Data entries:

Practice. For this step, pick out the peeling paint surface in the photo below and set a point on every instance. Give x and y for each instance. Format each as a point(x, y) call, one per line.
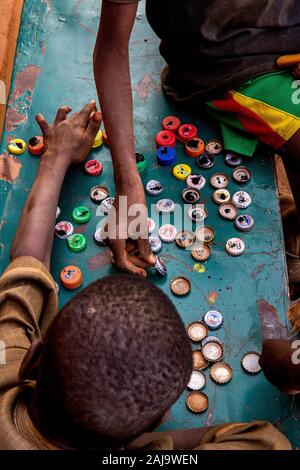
point(54, 67)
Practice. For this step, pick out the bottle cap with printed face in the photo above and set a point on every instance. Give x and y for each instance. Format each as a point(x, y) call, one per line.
point(241, 175)
point(182, 171)
point(219, 180)
point(81, 215)
point(195, 182)
point(235, 247)
point(233, 159)
point(244, 223)
point(17, 146)
point(93, 167)
point(171, 123)
point(71, 277)
point(77, 242)
point(194, 147)
point(221, 373)
point(185, 239)
point(155, 244)
point(214, 147)
point(228, 211)
point(206, 161)
point(190, 196)
point(98, 193)
point(154, 187)
point(36, 145)
point(165, 206)
point(165, 156)
point(165, 138)
point(187, 132)
point(167, 233)
point(241, 199)
point(63, 229)
point(197, 213)
point(220, 196)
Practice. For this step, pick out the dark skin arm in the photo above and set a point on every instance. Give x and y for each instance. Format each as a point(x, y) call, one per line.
point(112, 75)
point(67, 141)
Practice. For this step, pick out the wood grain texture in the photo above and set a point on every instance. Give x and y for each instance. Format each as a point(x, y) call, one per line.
point(10, 17)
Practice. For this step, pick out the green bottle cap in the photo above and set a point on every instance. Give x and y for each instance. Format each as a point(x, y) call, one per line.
point(81, 215)
point(77, 242)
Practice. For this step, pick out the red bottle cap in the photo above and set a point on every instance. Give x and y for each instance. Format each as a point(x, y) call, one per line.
point(186, 132)
point(93, 167)
point(171, 123)
point(194, 147)
point(36, 145)
point(165, 138)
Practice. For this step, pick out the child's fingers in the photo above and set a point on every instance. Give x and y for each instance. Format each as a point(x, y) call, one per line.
point(62, 113)
point(44, 126)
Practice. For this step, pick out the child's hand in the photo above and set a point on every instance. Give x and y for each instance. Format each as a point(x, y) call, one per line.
point(71, 138)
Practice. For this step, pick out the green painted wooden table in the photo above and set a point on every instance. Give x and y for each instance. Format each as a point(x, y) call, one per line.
point(54, 67)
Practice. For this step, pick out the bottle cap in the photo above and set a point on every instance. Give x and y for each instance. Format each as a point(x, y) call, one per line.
point(167, 233)
point(212, 351)
point(160, 266)
point(98, 193)
point(244, 223)
point(186, 132)
point(197, 402)
point(81, 215)
point(190, 196)
point(165, 138)
point(36, 145)
point(241, 199)
point(165, 156)
point(171, 123)
point(197, 381)
point(199, 361)
point(194, 147)
point(213, 319)
point(219, 180)
point(17, 146)
point(235, 246)
point(241, 175)
point(221, 373)
point(197, 331)
point(197, 213)
point(154, 187)
point(77, 242)
point(63, 229)
point(71, 277)
point(206, 161)
point(228, 211)
point(98, 140)
point(180, 286)
point(155, 244)
point(151, 225)
point(185, 239)
point(141, 162)
point(205, 234)
point(250, 362)
point(93, 167)
point(106, 205)
point(165, 205)
point(201, 253)
point(195, 182)
point(214, 147)
point(233, 159)
point(220, 196)
point(182, 171)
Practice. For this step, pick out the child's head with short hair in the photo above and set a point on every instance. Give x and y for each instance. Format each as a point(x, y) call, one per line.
point(114, 361)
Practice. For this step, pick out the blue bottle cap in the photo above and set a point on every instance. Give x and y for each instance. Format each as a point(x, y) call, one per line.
point(166, 156)
point(213, 319)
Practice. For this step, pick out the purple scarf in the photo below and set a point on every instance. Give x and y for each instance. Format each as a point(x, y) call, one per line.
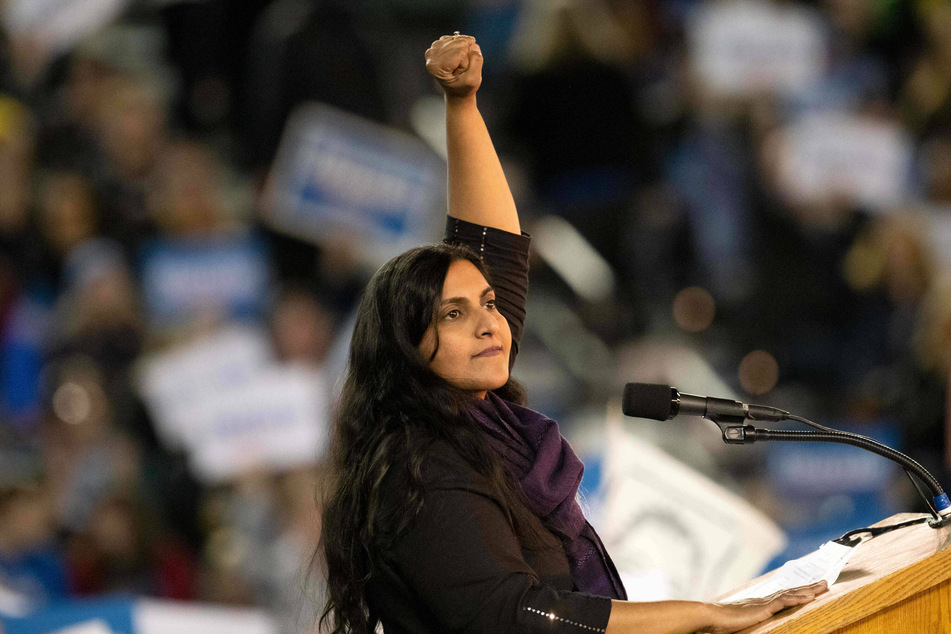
point(549, 472)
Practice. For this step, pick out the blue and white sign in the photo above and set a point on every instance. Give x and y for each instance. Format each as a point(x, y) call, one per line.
point(224, 275)
point(226, 402)
point(129, 615)
point(338, 176)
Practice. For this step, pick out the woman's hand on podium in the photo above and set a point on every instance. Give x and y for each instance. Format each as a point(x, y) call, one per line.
point(732, 617)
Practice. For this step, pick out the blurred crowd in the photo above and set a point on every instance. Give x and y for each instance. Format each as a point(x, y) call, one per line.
point(805, 273)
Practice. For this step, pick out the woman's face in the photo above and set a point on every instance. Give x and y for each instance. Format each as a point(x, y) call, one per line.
point(474, 338)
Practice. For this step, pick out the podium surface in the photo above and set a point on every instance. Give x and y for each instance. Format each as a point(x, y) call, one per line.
point(896, 583)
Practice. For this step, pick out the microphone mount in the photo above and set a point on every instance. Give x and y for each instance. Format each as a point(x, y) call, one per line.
point(732, 418)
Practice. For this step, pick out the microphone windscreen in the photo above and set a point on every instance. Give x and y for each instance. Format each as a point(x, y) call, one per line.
point(647, 400)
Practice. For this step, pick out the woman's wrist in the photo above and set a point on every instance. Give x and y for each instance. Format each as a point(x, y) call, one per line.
point(463, 102)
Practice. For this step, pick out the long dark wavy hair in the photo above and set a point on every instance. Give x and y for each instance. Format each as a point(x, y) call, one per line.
point(391, 410)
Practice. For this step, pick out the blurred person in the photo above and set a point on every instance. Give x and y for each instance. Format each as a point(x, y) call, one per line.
point(67, 211)
point(301, 328)
point(131, 129)
point(32, 560)
point(98, 313)
point(125, 550)
point(452, 506)
point(86, 456)
point(303, 51)
point(188, 195)
point(925, 97)
point(206, 265)
point(574, 61)
point(18, 242)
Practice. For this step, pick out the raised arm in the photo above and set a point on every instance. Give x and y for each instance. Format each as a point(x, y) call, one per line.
point(478, 191)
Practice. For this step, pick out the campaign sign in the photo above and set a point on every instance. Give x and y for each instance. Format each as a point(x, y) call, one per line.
point(339, 175)
point(173, 383)
point(231, 407)
point(130, 615)
point(57, 25)
point(836, 154)
point(741, 48)
point(225, 275)
point(277, 422)
point(672, 532)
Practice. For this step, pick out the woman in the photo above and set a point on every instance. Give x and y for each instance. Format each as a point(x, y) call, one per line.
point(453, 506)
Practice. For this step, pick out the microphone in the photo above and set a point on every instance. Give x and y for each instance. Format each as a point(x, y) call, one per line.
point(662, 402)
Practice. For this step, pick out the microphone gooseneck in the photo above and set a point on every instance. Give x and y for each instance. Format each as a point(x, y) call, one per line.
point(662, 402)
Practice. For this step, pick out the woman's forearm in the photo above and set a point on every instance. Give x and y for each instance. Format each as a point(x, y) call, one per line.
point(478, 190)
point(660, 617)
point(667, 617)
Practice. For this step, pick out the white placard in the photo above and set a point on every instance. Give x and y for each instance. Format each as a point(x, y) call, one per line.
point(740, 48)
point(834, 154)
point(337, 174)
point(674, 534)
point(276, 422)
point(175, 382)
point(174, 617)
point(96, 626)
point(55, 25)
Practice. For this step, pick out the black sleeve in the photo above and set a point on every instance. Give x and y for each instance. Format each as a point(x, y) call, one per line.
point(464, 562)
point(506, 256)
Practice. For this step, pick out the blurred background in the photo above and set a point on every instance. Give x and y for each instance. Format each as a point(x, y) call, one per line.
point(746, 199)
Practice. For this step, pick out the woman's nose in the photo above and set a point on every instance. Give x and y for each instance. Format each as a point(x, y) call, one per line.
point(488, 324)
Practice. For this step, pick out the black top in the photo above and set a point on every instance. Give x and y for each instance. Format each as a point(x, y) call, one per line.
point(460, 567)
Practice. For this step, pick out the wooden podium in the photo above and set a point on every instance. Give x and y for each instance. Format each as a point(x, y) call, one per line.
point(896, 583)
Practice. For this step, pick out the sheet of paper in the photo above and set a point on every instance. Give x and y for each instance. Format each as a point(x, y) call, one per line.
point(825, 563)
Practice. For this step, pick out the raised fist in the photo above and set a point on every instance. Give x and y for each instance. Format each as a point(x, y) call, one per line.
point(456, 63)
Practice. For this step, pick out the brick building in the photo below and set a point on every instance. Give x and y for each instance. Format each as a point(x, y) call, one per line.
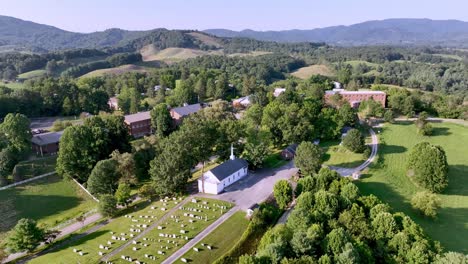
point(356, 97)
point(139, 124)
point(46, 143)
point(179, 113)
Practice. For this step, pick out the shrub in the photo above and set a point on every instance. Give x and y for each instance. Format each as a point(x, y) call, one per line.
point(427, 203)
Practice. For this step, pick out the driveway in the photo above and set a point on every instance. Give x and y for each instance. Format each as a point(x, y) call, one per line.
point(256, 187)
point(349, 171)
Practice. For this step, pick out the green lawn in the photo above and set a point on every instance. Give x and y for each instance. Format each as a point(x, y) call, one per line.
point(173, 226)
point(221, 240)
point(339, 156)
point(51, 201)
point(89, 244)
point(387, 179)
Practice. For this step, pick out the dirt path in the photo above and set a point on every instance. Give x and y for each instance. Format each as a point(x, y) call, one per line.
point(349, 171)
point(179, 253)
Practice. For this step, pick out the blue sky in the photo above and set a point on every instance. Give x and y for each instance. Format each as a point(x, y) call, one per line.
point(93, 15)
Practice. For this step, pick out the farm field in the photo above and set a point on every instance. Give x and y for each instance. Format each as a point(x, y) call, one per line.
point(89, 244)
point(307, 72)
point(51, 201)
point(221, 240)
point(387, 180)
point(158, 245)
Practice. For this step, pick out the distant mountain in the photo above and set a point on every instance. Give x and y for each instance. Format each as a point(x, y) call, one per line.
point(20, 35)
point(388, 32)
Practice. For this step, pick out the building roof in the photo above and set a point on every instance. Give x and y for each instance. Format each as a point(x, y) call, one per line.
point(342, 91)
point(228, 167)
point(47, 138)
point(137, 117)
point(292, 148)
point(187, 110)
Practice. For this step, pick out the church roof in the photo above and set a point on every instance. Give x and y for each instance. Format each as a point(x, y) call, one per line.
point(228, 167)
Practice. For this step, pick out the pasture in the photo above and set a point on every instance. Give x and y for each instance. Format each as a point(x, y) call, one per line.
point(50, 201)
point(221, 240)
point(307, 72)
point(387, 180)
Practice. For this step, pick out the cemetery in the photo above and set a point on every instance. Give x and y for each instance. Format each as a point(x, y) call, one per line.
point(93, 247)
point(175, 231)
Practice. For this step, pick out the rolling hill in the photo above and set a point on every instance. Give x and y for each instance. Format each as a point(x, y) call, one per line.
point(378, 32)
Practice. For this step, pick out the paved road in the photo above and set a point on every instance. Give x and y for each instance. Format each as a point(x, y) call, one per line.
point(63, 232)
point(349, 171)
point(256, 187)
point(179, 253)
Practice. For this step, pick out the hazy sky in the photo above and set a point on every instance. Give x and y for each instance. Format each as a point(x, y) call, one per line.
point(93, 15)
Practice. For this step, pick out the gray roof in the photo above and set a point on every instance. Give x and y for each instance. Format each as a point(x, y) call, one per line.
point(137, 117)
point(47, 138)
point(187, 110)
point(228, 167)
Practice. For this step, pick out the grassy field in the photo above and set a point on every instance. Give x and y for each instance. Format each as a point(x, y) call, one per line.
point(221, 240)
point(32, 74)
point(173, 226)
point(116, 71)
point(307, 72)
point(387, 179)
point(339, 156)
point(89, 244)
point(50, 201)
point(12, 85)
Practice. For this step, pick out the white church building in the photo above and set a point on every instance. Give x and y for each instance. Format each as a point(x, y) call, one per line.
point(215, 180)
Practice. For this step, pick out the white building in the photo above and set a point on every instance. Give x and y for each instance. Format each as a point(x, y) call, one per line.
point(215, 180)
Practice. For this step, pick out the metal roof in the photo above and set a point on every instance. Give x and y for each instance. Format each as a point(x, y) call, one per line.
point(227, 168)
point(137, 117)
point(187, 110)
point(47, 138)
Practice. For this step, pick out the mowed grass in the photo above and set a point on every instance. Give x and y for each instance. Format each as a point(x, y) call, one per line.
point(307, 72)
point(221, 240)
point(173, 226)
point(387, 179)
point(50, 201)
point(89, 244)
point(339, 156)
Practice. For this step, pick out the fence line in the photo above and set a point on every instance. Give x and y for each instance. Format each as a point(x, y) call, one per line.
point(84, 189)
point(26, 181)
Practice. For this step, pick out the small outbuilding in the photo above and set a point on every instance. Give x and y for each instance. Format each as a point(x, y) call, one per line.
point(289, 152)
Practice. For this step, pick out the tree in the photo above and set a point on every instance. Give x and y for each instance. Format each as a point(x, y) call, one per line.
point(16, 129)
point(308, 158)
point(427, 164)
point(283, 193)
point(161, 120)
point(354, 141)
point(25, 236)
point(123, 194)
point(104, 178)
point(107, 205)
point(427, 203)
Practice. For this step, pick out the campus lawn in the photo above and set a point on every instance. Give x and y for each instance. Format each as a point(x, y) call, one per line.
point(89, 244)
point(388, 181)
point(339, 156)
point(50, 200)
point(221, 240)
point(172, 226)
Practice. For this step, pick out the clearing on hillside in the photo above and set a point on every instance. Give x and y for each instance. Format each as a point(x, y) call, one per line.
point(50, 200)
point(388, 180)
point(116, 70)
point(150, 53)
point(206, 39)
point(307, 72)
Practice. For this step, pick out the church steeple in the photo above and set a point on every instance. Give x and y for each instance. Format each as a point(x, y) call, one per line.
point(232, 157)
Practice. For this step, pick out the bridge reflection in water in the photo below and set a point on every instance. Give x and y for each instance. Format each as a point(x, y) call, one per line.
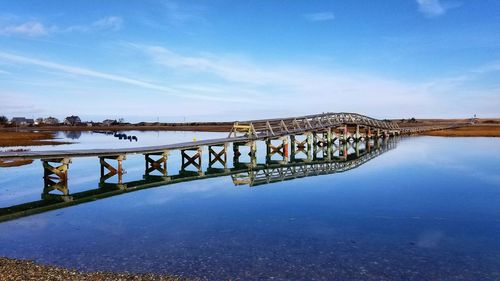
point(310, 157)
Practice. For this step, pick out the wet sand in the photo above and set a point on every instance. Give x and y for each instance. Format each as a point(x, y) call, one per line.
point(13, 269)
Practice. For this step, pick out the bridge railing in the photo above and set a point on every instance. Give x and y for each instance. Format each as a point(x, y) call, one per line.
point(294, 125)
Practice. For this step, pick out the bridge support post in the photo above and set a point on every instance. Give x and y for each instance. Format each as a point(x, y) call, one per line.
point(217, 156)
point(280, 149)
point(252, 153)
point(321, 138)
point(56, 178)
point(194, 159)
point(108, 171)
point(304, 146)
point(159, 164)
point(344, 134)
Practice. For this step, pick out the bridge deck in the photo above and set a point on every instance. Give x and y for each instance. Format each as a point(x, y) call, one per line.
point(117, 151)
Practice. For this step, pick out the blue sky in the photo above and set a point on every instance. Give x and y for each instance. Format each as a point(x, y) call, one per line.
point(226, 60)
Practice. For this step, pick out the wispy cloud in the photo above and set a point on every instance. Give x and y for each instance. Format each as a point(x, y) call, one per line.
point(113, 23)
point(181, 92)
point(82, 71)
point(368, 93)
point(178, 14)
point(30, 28)
point(434, 8)
point(316, 17)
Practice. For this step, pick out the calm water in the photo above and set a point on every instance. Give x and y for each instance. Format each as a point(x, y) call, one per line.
point(428, 209)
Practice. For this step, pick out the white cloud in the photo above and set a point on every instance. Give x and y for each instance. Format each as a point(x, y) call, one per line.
point(316, 17)
point(30, 28)
point(112, 23)
point(194, 94)
point(319, 89)
point(434, 8)
point(82, 71)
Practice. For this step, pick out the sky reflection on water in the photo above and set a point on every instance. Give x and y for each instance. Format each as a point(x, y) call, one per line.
point(427, 210)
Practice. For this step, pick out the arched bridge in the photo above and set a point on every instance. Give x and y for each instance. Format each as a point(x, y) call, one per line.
point(315, 161)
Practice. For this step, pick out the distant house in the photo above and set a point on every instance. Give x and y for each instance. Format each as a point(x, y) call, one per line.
point(22, 121)
point(51, 121)
point(72, 120)
point(109, 122)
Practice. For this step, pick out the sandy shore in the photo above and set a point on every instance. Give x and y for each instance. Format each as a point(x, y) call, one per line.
point(21, 270)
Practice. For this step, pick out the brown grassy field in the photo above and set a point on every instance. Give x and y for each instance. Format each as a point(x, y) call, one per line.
point(14, 269)
point(482, 127)
point(469, 131)
point(11, 138)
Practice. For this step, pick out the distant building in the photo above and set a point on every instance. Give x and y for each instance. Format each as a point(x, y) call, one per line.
point(22, 121)
point(51, 121)
point(72, 120)
point(109, 122)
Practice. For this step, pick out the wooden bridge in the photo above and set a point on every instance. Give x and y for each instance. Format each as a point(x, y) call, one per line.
point(304, 162)
point(304, 134)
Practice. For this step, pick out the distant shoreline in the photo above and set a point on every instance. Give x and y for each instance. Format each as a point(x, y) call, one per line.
point(44, 135)
point(17, 269)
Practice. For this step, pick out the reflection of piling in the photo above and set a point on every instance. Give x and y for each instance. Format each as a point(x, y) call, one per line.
point(159, 164)
point(108, 171)
point(215, 156)
point(55, 177)
point(194, 159)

» **WHAT IS BEING ASKED**
Convert the lines from the one containing "Practice. For this step, pick out the bridge railing" through the one containing "point(294, 125)", inclusive, into a Markdown table with columns n and Line, numbering each row and omitting blank lines.

» **EXERCISE RESPONSE**
| n | Line |
|---|---|
| 1 | Practice. For this step, pick out the bridge railing in the photo above and set a point on every instance. Give x and y for each instance. Format each as a point(x, y) call, one per line. |
| 2 | point(294, 125) |